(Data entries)
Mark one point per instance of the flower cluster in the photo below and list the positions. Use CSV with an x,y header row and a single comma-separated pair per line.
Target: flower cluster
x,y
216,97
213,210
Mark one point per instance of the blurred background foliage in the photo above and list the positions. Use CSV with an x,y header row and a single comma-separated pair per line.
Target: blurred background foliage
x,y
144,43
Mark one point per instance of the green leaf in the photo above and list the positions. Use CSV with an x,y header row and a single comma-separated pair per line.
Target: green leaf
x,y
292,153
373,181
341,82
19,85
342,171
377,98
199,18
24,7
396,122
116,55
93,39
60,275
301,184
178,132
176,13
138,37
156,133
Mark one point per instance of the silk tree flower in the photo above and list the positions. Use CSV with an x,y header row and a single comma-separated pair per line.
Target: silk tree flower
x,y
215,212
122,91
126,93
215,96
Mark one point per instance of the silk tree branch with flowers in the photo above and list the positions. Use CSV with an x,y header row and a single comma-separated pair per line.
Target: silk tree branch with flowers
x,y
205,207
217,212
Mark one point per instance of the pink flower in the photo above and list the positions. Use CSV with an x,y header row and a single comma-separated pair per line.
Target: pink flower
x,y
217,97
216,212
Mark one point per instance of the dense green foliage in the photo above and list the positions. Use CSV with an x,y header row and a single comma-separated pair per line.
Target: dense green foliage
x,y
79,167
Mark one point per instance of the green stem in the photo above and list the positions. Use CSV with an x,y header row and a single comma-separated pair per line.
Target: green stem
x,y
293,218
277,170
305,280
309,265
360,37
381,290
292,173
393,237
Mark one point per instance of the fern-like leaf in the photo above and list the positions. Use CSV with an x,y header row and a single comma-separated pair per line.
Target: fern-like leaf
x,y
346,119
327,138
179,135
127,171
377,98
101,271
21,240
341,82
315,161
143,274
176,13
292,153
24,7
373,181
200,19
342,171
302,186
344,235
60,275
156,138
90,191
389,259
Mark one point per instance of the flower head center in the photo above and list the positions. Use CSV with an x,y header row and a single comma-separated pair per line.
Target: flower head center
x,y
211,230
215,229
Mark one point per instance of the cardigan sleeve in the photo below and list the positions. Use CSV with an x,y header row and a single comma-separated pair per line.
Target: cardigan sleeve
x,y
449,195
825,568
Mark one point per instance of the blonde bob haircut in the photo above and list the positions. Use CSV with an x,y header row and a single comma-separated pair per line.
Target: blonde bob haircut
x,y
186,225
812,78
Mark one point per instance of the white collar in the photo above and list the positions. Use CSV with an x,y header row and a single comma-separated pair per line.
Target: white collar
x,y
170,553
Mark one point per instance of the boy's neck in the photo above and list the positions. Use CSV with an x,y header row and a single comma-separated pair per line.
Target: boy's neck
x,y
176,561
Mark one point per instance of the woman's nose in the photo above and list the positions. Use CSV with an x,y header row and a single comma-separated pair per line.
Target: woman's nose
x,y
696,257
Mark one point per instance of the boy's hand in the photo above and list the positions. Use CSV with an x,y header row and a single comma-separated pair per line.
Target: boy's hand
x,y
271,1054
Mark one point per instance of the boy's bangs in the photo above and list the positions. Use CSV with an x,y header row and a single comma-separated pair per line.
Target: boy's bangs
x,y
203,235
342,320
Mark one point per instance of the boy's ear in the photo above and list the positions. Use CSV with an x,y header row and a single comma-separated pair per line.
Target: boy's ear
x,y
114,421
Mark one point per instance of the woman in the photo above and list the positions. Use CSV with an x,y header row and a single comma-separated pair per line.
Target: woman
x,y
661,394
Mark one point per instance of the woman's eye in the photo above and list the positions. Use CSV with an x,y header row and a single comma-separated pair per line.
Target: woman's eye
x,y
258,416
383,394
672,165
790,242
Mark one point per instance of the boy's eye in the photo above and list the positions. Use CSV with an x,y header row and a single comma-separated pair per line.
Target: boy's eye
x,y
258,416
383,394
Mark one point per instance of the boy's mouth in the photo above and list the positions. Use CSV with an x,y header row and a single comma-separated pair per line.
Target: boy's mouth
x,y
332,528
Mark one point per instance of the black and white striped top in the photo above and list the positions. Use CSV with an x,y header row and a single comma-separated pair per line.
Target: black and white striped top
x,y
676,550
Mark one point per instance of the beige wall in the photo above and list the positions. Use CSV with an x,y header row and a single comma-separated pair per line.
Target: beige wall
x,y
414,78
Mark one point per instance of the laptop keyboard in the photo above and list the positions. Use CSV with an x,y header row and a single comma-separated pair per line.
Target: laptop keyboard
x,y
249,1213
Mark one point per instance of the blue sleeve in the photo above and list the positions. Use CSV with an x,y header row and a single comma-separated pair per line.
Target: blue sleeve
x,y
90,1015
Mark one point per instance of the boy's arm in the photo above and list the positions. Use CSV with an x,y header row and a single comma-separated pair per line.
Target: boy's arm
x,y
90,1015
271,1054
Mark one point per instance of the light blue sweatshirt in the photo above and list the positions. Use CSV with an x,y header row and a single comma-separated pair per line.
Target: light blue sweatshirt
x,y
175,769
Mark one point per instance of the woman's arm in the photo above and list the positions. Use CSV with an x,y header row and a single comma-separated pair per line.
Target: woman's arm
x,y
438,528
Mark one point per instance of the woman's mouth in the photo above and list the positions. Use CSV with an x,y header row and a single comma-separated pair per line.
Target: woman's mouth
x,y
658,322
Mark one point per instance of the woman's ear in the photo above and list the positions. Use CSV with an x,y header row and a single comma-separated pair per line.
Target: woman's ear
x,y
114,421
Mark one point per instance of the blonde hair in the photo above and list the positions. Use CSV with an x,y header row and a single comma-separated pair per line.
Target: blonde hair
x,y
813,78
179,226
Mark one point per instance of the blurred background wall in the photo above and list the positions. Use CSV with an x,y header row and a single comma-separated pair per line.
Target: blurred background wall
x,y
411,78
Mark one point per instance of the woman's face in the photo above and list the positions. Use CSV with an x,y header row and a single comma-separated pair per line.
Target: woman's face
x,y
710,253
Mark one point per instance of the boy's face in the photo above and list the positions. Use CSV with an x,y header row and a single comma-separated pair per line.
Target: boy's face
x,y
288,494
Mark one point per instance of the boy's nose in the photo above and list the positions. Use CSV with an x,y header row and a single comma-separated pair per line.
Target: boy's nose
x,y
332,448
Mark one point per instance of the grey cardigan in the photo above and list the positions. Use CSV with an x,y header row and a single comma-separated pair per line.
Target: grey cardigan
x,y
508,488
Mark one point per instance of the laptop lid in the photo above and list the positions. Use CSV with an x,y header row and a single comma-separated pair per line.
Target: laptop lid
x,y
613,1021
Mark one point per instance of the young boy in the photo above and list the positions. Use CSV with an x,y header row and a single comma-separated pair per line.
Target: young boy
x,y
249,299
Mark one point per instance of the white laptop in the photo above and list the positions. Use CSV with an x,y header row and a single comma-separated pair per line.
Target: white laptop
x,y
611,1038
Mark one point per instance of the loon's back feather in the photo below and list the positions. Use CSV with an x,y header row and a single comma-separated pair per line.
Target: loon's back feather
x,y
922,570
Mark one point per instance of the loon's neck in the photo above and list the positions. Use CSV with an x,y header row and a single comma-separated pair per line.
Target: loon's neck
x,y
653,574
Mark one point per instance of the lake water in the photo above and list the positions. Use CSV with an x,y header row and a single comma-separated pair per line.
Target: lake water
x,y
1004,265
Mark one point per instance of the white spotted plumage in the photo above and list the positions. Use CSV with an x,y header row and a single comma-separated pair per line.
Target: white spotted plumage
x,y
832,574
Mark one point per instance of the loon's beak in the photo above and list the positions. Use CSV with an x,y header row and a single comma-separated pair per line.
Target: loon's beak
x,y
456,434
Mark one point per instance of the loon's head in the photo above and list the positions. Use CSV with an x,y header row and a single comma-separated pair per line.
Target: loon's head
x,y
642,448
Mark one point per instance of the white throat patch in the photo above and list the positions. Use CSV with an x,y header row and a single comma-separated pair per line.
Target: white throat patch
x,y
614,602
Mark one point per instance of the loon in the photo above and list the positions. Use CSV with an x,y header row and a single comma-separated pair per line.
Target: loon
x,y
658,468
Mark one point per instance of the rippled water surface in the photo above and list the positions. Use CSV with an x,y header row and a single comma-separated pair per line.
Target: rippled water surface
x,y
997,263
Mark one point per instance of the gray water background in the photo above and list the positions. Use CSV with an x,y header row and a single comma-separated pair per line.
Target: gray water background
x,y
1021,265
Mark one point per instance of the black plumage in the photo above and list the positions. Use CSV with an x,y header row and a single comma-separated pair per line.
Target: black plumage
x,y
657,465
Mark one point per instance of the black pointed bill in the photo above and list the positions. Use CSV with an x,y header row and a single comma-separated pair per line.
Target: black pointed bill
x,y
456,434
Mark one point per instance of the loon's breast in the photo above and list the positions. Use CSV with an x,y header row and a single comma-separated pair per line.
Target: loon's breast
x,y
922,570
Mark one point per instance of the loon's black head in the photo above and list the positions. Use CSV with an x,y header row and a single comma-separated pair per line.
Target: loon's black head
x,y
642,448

Action item
Write out every line in the data that holds the string "below".

The completed task
Mark one point per instance of the flower cluster in the photo below and list the positions. Use CSV with an x,y header row and a single comma-separated pair per line.
Mark one point per instance of the cardigan sleeve in the photo below and list the positions. Use CSV with an x,y header row and a single comma-separated pair per line.
Mark one point per instance of the loon's back feather in the photo below and list the positions. Use CSV with an x,y header row and a single comma-separated pair per line.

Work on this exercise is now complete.